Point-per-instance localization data
━━━━
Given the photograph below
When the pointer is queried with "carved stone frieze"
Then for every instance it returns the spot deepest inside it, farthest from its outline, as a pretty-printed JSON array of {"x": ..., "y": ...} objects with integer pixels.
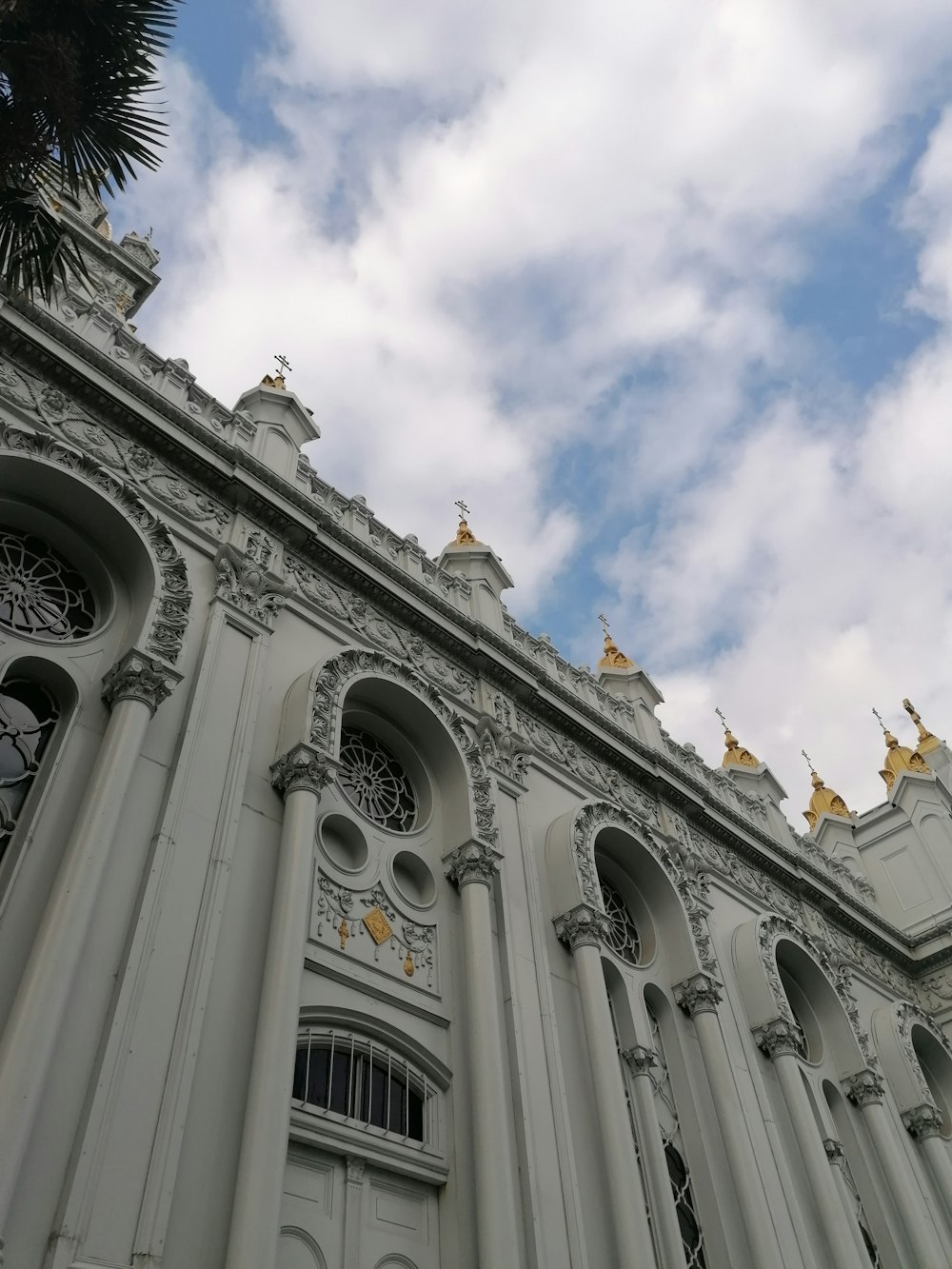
[
  {"x": 248, "y": 586},
  {"x": 137, "y": 677}
]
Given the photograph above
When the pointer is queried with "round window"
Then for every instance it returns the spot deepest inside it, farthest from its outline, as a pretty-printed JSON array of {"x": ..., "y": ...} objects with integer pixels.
[
  {"x": 41, "y": 594},
  {"x": 375, "y": 782}
]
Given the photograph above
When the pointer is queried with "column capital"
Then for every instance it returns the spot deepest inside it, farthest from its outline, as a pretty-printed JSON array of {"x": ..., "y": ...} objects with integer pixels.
[
  {"x": 137, "y": 677},
  {"x": 472, "y": 863},
  {"x": 779, "y": 1039},
  {"x": 301, "y": 768},
  {"x": 640, "y": 1059},
  {"x": 699, "y": 994},
  {"x": 582, "y": 925},
  {"x": 923, "y": 1120},
  {"x": 246, "y": 583},
  {"x": 864, "y": 1089}
]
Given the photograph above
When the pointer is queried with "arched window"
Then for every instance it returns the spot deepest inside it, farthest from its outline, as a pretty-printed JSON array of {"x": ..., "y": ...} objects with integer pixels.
[
  {"x": 358, "y": 1079},
  {"x": 29, "y": 717}
]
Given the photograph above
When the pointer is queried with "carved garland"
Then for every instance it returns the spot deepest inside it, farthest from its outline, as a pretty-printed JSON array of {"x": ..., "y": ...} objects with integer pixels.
[
  {"x": 771, "y": 928},
  {"x": 170, "y": 616},
  {"x": 327, "y": 694}
]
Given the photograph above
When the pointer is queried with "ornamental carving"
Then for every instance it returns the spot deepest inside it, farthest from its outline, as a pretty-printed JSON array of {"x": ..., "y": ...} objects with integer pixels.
[
  {"x": 327, "y": 693},
  {"x": 61, "y": 416},
  {"x": 244, "y": 584},
  {"x": 301, "y": 768},
  {"x": 170, "y": 617},
  {"x": 137, "y": 677},
  {"x": 923, "y": 1120},
  {"x": 582, "y": 926},
  {"x": 780, "y": 1039},
  {"x": 864, "y": 1089}
]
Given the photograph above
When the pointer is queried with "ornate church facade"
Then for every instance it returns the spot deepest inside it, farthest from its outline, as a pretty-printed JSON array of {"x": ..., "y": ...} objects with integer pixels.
[{"x": 347, "y": 925}]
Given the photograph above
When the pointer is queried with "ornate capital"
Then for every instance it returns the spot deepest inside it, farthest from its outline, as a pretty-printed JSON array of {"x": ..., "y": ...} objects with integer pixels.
[
  {"x": 834, "y": 1151},
  {"x": 582, "y": 925},
  {"x": 137, "y": 677},
  {"x": 244, "y": 583},
  {"x": 780, "y": 1039},
  {"x": 864, "y": 1089},
  {"x": 472, "y": 862},
  {"x": 640, "y": 1059},
  {"x": 700, "y": 994},
  {"x": 301, "y": 768},
  {"x": 923, "y": 1120}
]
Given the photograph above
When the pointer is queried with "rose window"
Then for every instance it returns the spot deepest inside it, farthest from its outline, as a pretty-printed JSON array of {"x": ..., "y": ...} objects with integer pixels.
[
  {"x": 621, "y": 934},
  {"x": 375, "y": 782},
  {"x": 40, "y": 593}
]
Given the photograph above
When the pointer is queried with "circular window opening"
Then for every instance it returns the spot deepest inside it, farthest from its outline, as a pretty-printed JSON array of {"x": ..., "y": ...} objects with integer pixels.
[
  {"x": 621, "y": 934},
  {"x": 41, "y": 594},
  {"x": 413, "y": 880},
  {"x": 343, "y": 843},
  {"x": 375, "y": 782}
]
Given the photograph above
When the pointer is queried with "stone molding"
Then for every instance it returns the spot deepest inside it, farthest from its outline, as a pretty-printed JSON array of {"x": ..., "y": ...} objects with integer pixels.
[
  {"x": 923, "y": 1120},
  {"x": 780, "y": 1039},
  {"x": 864, "y": 1089},
  {"x": 582, "y": 925},
  {"x": 700, "y": 994},
  {"x": 137, "y": 677},
  {"x": 301, "y": 768},
  {"x": 472, "y": 863}
]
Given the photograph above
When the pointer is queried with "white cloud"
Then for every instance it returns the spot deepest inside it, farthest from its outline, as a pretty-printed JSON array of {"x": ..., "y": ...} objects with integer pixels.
[{"x": 482, "y": 218}]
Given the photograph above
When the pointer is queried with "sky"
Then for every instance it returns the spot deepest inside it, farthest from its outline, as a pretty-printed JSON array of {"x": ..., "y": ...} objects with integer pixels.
[{"x": 664, "y": 292}]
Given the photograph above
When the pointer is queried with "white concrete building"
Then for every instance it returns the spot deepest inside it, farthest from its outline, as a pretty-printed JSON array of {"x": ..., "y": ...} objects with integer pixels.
[{"x": 345, "y": 924}]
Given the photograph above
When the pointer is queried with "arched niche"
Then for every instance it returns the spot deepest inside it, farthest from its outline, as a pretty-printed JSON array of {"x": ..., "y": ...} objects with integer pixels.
[
  {"x": 917, "y": 1059},
  {"x": 600, "y": 830},
  {"x": 46, "y": 483},
  {"x": 318, "y": 702},
  {"x": 772, "y": 948}
]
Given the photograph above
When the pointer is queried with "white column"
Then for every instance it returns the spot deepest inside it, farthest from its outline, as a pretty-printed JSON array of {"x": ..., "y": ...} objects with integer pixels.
[
  {"x": 135, "y": 688},
  {"x": 699, "y": 997},
  {"x": 472, "y": 867},
  {"x": 924, "y": 1124},
  {"x": 780, "y": 1040},
  {"x": 255, "y": 1218},
  {"x": 866, "y": 1090},
  {"x": 583, "y": 929},
  {"x": 664, "y": 1216}
]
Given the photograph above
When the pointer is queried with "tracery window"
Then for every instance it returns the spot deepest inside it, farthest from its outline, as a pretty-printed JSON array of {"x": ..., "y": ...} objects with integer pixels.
[
  {"x": 41, "y": 594},
  {"x": 29, "y": 716},
  {"x": 375, "y": 782},
  {"x": 623, "y": 936},
  {"x": 342, "y": 1074}
]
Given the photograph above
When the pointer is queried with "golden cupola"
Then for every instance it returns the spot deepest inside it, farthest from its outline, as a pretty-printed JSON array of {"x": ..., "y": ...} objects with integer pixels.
[{"x": 823, "y": 801}]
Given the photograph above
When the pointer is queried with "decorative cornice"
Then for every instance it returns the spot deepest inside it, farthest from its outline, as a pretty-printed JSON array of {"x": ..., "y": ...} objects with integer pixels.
[
  {"x": 582, "y": 925},
  {"x": 923, "y": 1120},
  {"x": 137, "y": 677},
  {"x": 700, "y": 994},
  {"x": 472, "y": 863},
  {"x": 246, "y": 584},
  {"x": 640, "y": 1059},
  {"x": 864, "y": 1089},
  {"x": 301, "y": 768},
  {"x": 780, "y": 1039}
]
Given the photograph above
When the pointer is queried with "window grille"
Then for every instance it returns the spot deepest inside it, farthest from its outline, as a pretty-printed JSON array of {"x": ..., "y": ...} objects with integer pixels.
[
  {"x": 375, "y": 782},
  {"x": 691, "y": 1234},
  {"x": 41, "y": 594},
  {"x": 345, "y": 1075},
  {"x": 621, "y": 936},
  {"x": 29, "y": 717}
]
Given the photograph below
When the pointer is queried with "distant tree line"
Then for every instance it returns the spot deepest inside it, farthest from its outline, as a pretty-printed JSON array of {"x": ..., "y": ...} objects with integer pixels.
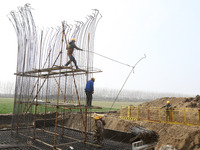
[{"x": 7, "y": 90}]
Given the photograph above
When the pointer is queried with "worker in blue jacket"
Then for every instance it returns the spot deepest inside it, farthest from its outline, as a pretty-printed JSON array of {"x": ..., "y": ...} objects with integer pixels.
[
  {"x": 70, "y": 50},
  {"x": 89, "y": 90}
]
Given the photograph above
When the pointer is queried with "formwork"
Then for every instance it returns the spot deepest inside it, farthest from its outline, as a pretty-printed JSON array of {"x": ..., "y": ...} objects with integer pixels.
[{"x": 47, "y": 91}]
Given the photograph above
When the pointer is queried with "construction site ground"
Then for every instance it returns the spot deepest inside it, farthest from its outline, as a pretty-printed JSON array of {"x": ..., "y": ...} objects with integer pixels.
[{"x": 181, "y": 137}]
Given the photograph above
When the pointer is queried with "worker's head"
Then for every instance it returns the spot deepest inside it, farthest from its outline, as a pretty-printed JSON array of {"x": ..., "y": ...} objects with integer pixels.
[
  {"x": 93, "y": 79},
  {"x": 98, "y": 117}
]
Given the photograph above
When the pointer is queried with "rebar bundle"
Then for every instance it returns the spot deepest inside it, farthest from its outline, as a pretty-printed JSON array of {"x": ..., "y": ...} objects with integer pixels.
[{"x": 45, "y": 89}]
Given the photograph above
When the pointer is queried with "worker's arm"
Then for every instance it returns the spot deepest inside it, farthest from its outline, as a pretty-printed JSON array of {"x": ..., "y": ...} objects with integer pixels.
[{"x": 77, "y": 48}]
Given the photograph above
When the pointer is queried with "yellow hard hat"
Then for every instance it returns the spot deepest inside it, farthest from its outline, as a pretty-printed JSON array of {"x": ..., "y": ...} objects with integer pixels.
[
  {"x": 93, "y": 78},
  {"x": 97, "y": 117}
]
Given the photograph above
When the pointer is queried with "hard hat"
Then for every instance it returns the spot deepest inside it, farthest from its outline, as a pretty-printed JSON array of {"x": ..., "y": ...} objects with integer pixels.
[
  {"x": 93, "y": 78},
  {"x": 97, "y": 117}
]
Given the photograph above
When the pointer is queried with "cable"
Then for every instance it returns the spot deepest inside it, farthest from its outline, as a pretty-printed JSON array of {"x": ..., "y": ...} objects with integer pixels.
[
  {"x": 132, "y": 70},
  {"x": 109, "y": 58}
]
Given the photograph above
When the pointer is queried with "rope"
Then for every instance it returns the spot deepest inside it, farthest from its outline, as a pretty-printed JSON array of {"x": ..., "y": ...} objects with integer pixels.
[
  {"x": 132, "y": 70},
  {"x": 109, "y": 58}
]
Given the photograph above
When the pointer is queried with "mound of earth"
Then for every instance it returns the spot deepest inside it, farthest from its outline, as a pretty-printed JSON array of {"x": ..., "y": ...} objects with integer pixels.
[
  {"x": 181, "y": 137},
  {"x": 179, "y": 102}
]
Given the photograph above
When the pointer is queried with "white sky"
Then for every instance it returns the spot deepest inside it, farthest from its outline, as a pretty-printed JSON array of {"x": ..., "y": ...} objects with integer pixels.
[{"x": 167, "y": 31}]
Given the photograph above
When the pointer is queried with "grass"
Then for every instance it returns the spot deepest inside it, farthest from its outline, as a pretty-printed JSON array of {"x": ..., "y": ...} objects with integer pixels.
[{"x": 6, "y": 106}]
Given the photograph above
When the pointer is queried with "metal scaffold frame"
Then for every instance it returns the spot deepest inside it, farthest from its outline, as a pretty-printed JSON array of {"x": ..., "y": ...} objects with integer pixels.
[{"x": 46, "y": 91}]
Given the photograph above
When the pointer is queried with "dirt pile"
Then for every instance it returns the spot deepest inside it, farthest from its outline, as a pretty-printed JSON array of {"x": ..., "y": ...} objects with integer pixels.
[
  {"x": 179, "y": 102},
  {"x": 181, "y": 137}
]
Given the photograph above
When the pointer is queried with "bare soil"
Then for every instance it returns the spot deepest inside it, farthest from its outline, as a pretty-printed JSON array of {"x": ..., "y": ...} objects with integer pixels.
[{"x": 181, "y": 137}]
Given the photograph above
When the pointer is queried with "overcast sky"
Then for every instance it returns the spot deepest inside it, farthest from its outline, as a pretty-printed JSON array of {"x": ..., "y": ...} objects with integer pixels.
[{"x": 167, "y": 31}]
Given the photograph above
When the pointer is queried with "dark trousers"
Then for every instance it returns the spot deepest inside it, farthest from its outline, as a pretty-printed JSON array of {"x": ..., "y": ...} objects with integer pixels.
[
  {"x": 73, "y": 60},
  {"x": 89, "y": 98}
]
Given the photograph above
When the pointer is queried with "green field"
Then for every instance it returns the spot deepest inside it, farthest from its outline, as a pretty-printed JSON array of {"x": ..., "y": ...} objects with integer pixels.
[{"x": 6, "y": 105}]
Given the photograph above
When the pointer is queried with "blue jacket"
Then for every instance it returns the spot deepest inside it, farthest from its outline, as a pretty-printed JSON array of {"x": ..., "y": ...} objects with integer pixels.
[{"x": 89, "y": 86}]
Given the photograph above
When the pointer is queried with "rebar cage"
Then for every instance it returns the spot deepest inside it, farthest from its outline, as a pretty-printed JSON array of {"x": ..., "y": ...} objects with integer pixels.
[{"x": 46, "y": 91}]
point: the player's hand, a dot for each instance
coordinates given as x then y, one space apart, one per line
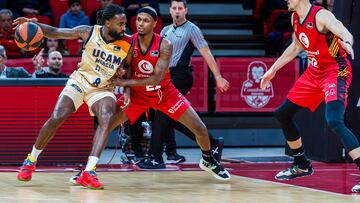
266 78
222 83
21 20
348 48
126 97
120 82
38 60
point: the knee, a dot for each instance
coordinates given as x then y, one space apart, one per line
57 118
335 124
282 117
104 119
201 130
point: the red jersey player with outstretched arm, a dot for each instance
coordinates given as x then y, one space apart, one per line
151 88
327 43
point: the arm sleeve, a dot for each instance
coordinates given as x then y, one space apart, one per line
197 38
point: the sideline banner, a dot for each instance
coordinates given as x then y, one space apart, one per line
244 75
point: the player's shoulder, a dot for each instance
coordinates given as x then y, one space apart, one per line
127 38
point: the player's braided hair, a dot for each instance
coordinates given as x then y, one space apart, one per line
108 12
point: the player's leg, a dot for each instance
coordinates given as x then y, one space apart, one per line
65 105
301 165
103 106
336 93
208 163
304 94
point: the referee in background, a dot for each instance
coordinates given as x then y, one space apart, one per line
185 37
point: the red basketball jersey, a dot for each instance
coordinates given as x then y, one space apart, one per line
323 49
144 65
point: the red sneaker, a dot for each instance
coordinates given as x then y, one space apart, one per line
26 170
89 179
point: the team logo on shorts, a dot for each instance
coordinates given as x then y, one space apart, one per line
304 39
252 93
145 67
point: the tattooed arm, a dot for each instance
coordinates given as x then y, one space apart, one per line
81 31
159 71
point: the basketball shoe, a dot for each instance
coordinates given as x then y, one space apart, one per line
215 168
27 168
295 171
89 179
356 188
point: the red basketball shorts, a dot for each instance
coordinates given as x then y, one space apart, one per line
167 100
311 89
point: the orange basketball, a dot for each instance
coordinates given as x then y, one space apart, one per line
28 36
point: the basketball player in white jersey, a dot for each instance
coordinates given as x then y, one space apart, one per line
106 48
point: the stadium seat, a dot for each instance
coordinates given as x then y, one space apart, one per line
42 19
73 46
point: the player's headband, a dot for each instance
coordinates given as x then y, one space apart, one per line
149 11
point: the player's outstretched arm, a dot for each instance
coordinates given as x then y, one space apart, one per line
289 54
81 31
159 70
325 21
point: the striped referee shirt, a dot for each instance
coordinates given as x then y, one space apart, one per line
184 38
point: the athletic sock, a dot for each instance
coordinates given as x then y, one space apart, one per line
35 153
92 161
300 158
206 155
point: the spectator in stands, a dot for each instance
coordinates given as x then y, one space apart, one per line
103 4
74 16
7 33
30 8
13 72
54 45
132 6
53 70
182 78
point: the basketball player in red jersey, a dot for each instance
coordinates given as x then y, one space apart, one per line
327 43
151 88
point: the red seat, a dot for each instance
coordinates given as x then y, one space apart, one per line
157 28
42 19
73 46
70 64
258 7
92 5
58 7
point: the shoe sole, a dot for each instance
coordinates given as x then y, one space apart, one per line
174 162
214 174
92 188
23 180
294 177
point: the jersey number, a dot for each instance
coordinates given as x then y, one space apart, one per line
97 82
150 88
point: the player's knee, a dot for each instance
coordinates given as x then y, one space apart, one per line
105 118
335 124
201 129
282 117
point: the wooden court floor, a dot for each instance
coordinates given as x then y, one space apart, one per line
149 187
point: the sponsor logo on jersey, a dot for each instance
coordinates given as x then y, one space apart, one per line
176 106
145 67
304 39
106 59
154 53
309 25
253 95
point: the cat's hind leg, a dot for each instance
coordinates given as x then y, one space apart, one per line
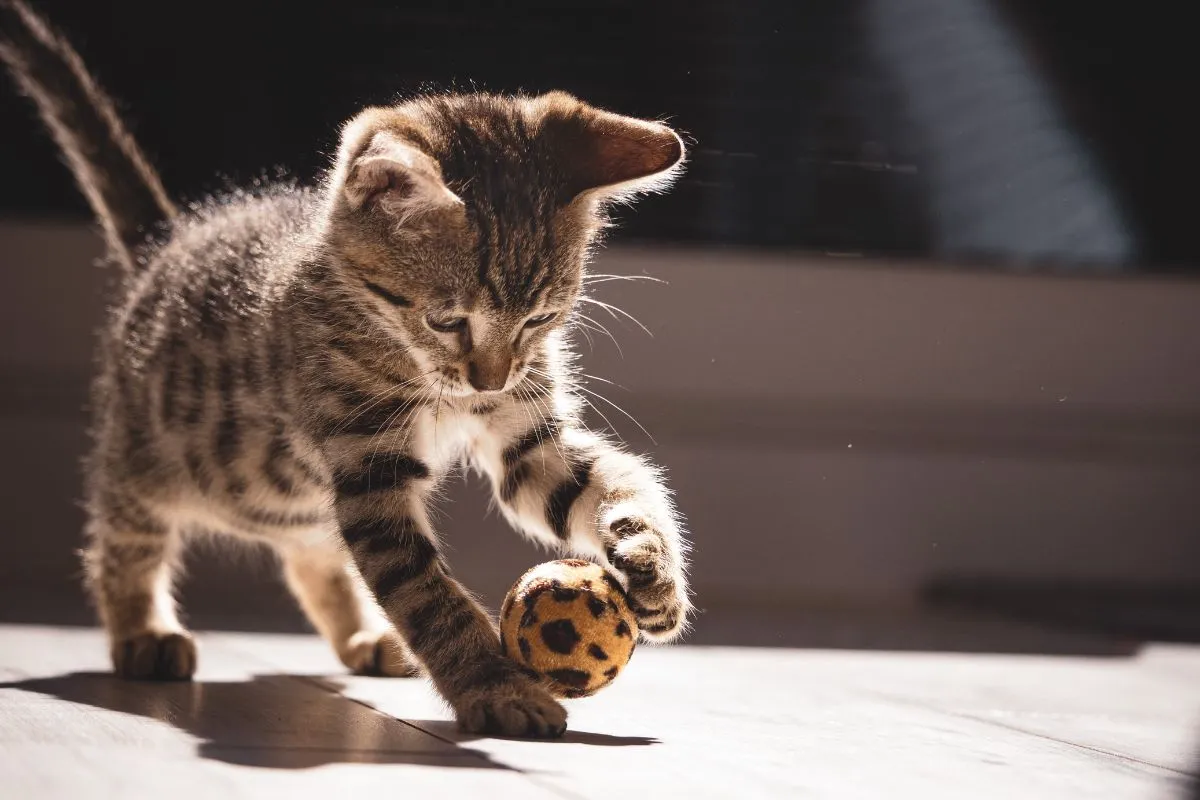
130 563
328 587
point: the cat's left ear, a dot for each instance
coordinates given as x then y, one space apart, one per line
383 168
607 155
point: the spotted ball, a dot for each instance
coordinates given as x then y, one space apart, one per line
570 623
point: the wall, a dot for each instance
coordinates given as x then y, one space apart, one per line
━━━━
WORK INSTRUCTION ::
Take every line from the data above that holds "carved" and copy it out.

RESPONSE AREA ::
When the pointer is queried with "carved stone frieze"
When the pointer is queried with "carved garland"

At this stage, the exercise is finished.